- _TEXT_
• • • •
You Don't Carry What? For Why? Really? REALLY?

Sqwertz wrote:




Hypothesis: LEO's have relationships with Wal-Mart, Home Depot, etc.
wherein suspicious purchases get reported. The perps thought a beauty
supply shop would be under the radar and unlikely to report the purchase.
(But they were wrong in this instance.)



Steve
 
On Mon, 7 Mar 2011 01:23:19 +0000 (UTC), Steve Pope wrote:


From what I've seen of the checkers at Walmart, they aren't "aware"
enough to notice *any* strange purchase. Granted, maybe the computers
do, but I've already paid VIA cash and am 5 blocks away before the FBI
gets there.

Smart criminals would buy 3-4 bottles at a time from different stores.
It's minor inconvenience in the grand scheme of things :-)
• • • •
Lines of data
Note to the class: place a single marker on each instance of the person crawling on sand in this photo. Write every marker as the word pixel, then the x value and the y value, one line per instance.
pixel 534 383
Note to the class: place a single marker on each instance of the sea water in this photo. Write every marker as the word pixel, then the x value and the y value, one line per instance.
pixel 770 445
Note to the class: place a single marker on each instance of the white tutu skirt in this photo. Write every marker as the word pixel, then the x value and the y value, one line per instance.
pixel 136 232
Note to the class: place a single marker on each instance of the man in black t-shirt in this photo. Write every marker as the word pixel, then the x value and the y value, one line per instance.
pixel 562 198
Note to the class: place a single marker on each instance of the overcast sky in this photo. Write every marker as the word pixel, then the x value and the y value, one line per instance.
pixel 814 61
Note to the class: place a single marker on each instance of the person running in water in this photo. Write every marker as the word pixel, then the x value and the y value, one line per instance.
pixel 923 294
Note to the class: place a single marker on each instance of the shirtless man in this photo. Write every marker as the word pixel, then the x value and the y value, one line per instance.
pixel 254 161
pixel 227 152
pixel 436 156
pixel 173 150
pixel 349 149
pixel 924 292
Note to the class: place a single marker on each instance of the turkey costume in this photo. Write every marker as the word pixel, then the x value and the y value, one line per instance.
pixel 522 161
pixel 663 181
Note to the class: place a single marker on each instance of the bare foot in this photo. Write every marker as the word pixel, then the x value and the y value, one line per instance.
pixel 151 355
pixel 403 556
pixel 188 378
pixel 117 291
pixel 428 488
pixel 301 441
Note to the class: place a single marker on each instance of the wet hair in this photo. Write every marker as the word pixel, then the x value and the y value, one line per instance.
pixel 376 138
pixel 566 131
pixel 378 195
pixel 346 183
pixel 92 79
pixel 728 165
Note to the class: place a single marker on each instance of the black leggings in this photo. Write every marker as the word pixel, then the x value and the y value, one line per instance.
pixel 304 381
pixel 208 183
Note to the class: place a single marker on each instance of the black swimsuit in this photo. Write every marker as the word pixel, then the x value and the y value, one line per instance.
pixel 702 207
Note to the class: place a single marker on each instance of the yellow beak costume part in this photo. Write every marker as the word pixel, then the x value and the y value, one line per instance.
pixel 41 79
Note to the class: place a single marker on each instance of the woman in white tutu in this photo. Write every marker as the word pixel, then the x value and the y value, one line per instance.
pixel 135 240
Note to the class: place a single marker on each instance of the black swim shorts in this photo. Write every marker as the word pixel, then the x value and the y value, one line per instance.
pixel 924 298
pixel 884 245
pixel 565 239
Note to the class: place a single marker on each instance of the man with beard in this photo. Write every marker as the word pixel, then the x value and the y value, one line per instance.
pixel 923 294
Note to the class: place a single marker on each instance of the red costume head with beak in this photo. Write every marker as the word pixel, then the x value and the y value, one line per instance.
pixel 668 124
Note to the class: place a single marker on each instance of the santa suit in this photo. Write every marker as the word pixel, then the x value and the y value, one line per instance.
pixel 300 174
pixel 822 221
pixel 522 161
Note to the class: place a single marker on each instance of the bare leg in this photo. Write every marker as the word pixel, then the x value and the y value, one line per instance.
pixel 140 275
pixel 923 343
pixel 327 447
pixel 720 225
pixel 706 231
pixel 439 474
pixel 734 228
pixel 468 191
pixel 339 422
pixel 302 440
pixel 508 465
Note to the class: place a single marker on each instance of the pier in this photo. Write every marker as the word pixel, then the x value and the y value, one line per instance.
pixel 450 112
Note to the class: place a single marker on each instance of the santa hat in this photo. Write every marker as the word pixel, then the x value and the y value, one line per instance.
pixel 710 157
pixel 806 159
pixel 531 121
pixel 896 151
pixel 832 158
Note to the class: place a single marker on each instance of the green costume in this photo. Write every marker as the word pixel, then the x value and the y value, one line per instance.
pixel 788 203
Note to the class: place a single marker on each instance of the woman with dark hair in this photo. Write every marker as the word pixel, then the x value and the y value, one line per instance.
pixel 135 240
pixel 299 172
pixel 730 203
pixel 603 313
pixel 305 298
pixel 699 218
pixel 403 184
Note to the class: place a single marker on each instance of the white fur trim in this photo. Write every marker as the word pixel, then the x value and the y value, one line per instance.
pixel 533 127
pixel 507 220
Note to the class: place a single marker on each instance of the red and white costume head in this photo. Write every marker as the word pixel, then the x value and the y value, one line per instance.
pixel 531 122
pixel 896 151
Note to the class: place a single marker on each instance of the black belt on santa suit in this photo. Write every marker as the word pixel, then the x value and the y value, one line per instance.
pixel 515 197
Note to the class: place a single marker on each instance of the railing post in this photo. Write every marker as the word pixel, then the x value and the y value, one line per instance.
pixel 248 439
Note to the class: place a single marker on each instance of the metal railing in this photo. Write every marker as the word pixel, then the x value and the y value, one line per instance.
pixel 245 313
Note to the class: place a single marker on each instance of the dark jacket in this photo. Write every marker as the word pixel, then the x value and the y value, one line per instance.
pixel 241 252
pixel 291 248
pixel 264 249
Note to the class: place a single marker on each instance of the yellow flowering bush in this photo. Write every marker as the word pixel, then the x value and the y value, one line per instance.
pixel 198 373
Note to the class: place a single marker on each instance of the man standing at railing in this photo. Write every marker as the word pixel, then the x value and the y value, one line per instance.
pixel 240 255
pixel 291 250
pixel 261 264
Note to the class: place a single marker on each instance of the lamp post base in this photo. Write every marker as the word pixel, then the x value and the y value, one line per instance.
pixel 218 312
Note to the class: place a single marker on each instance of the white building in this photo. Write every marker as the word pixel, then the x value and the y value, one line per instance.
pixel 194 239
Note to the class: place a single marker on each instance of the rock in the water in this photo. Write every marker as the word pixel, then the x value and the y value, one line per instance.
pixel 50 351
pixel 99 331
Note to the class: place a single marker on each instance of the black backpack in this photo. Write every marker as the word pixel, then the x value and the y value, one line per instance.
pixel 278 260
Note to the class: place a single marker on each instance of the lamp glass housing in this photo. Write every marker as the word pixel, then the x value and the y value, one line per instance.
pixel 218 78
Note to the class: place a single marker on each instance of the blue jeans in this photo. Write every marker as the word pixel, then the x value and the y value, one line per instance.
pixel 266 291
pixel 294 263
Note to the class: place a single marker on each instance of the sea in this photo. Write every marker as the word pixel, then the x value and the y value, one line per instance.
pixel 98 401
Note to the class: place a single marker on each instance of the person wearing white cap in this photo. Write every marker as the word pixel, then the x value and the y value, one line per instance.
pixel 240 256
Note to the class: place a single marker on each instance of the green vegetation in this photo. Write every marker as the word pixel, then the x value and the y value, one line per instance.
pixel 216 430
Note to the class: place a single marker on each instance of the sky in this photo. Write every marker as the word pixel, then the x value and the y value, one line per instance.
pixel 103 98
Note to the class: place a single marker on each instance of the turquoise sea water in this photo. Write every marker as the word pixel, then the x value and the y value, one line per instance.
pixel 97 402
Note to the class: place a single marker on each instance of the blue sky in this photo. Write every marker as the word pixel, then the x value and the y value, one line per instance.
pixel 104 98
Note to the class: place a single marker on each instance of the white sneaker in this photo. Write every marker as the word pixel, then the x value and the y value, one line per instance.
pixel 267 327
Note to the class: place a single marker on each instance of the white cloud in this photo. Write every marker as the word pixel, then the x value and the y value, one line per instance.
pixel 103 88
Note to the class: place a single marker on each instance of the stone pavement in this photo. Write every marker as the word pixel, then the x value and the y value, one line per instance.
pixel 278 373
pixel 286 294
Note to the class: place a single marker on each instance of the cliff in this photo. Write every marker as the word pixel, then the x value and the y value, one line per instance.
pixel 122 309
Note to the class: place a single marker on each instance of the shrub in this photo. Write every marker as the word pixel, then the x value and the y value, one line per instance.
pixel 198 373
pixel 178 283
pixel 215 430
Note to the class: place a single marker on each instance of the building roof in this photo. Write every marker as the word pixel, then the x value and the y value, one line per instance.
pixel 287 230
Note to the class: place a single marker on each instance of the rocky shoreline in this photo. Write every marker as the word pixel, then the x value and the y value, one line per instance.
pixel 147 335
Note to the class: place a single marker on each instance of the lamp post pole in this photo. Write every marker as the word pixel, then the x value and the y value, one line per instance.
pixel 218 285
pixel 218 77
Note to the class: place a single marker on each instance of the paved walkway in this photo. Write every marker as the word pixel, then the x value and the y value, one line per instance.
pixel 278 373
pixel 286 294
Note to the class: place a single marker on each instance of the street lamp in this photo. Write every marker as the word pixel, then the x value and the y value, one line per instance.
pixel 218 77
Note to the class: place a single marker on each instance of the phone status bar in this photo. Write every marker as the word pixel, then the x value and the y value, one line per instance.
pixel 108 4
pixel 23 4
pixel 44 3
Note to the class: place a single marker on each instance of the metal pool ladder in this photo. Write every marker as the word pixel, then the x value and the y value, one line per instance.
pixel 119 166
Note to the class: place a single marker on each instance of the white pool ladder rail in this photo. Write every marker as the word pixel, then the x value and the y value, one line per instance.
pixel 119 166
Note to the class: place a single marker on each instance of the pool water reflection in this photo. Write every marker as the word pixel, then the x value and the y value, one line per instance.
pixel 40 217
• • • •
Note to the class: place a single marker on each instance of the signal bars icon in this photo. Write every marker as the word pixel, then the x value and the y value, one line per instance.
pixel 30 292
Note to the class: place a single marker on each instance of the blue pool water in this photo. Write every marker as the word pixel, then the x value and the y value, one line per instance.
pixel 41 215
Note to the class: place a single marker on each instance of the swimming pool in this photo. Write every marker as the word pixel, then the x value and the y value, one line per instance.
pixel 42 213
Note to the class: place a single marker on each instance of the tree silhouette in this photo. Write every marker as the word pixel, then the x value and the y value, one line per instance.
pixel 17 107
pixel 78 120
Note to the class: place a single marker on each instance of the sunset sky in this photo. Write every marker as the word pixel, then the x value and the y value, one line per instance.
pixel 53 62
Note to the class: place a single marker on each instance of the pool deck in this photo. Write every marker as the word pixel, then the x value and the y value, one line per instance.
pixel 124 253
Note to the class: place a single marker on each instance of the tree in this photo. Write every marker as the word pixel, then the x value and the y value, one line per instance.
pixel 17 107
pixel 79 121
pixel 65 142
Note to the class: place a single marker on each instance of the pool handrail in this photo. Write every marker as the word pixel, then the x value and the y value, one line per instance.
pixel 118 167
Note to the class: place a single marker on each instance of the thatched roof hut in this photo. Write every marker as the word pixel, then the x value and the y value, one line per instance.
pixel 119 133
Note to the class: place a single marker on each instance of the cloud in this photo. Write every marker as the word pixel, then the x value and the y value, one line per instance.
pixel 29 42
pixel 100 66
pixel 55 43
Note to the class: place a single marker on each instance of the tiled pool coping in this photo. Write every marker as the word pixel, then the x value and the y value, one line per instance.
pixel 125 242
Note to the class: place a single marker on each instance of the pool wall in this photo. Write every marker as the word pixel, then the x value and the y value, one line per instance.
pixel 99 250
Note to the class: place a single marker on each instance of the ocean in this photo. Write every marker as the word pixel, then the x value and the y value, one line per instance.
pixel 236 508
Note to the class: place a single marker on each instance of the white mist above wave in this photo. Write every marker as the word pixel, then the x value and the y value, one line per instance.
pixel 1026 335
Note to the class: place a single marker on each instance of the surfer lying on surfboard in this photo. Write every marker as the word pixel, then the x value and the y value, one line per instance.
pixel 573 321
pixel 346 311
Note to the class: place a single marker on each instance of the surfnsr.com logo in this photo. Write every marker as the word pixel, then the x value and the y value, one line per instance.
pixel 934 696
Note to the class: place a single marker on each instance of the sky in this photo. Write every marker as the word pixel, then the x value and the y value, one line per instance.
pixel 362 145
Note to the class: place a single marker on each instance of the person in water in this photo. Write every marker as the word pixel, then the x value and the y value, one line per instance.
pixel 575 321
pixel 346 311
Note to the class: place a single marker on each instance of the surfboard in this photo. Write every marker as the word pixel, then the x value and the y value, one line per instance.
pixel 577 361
• • • •
- _REQUIRED TASKS_
1) In the thread, what kind of shop did the perpetrators think would stay under the radar?
2) Reproduce the part of the thread between "On Mon, 7 Mar" and "gets there.", inclusive.

- _RESULTS FOR EACH TASK_
1) A beauty supply shop.

2)
On Mon, 7 Mar 2011 01:23:19 +0000 (UTC), Steve Pope wrote:


From what I've seen of the checkers at Walmart, they aren't "aware"
enough to notice *any* strange purchase. Granted, maybe the computers
do, but I've already paid VIA cash and am 5 blocks away before the FBI
gets there.